• _Goal_: Count the lines in the rows below that contain the string "Input". Report only that number.

• _Material provided_:
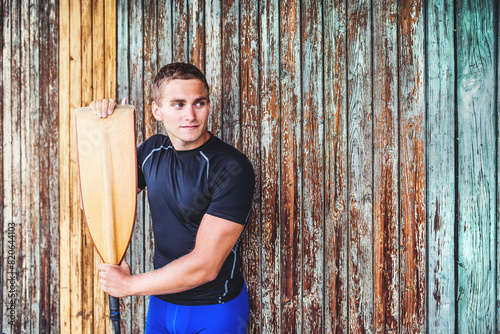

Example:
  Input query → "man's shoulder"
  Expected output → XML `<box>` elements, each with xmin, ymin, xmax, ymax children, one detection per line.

<box><xmin>203</xmin><ymin>136</ymin><xmax>253</xmax><ymax>172</ymax></box>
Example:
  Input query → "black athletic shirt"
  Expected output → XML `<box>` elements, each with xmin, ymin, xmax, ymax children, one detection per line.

<box><xmin>137</xmin><ymin>134</ymin><xmax>255</xmax><ymax>306</ymax></box>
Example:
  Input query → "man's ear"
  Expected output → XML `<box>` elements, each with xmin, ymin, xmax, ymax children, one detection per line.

<box><xmin>151</xmin><ymin>101</ymin><xmax>162</xmax><ymax>122</ymax></box>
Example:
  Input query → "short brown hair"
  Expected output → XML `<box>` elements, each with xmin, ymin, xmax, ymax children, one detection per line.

<box><xmin>153</xmin><ymin>63</ymin><xmax>210</xmax><ymax>106</ymax></box>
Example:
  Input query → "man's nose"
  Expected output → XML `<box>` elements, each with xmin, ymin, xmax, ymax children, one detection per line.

<box><xmin>184</xmin><ymin>105</ymin><xmax>196</xmax><ymax>121</ymax></box>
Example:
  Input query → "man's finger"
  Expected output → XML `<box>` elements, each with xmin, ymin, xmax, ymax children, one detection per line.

<box><xmin>102</xmin><ymin>99</ymin><xmax>109</xmax><ymax>118</ymax></box>
<box><xmin>90</xmin><ymin>101</ymin><xmax>97</xmax><ymax>115</ymax></box>
<box><xmin>108</xmin><ymin>99</ymin><xmax>116</xmax><ymax>115</ymax></box>
<box><xmin>95</xmin><ymin>100</ymin><xmax>102</xmax><ymax>117</ymax></box>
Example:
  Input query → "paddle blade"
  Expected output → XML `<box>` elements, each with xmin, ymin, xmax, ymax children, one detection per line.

<box><xmin>75</xmin><ymin>106</ymin><xmax>137</xmax><ymax>264</ymax></box>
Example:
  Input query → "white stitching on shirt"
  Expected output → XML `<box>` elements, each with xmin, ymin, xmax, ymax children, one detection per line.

<box><xmin>141</xmin><ymin>146</ymin><xmax>172</xmax><ymax>170</ymax></box>
<box><xmin>200</xmin><ymin>151</ymin><xmax>210</xmax><ymax>180</ymax></box>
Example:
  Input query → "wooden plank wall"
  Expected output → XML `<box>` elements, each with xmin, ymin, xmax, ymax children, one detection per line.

<box><xmin>0</xmin><ymin>0</ymin><xmax>500</xmax><ymax>333</ymax></box>
<box><xmin>0</xmin><ymin>0</ymin><xmax>60</xmax><ymax>333</ymax></box>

• _Exercise result_: 9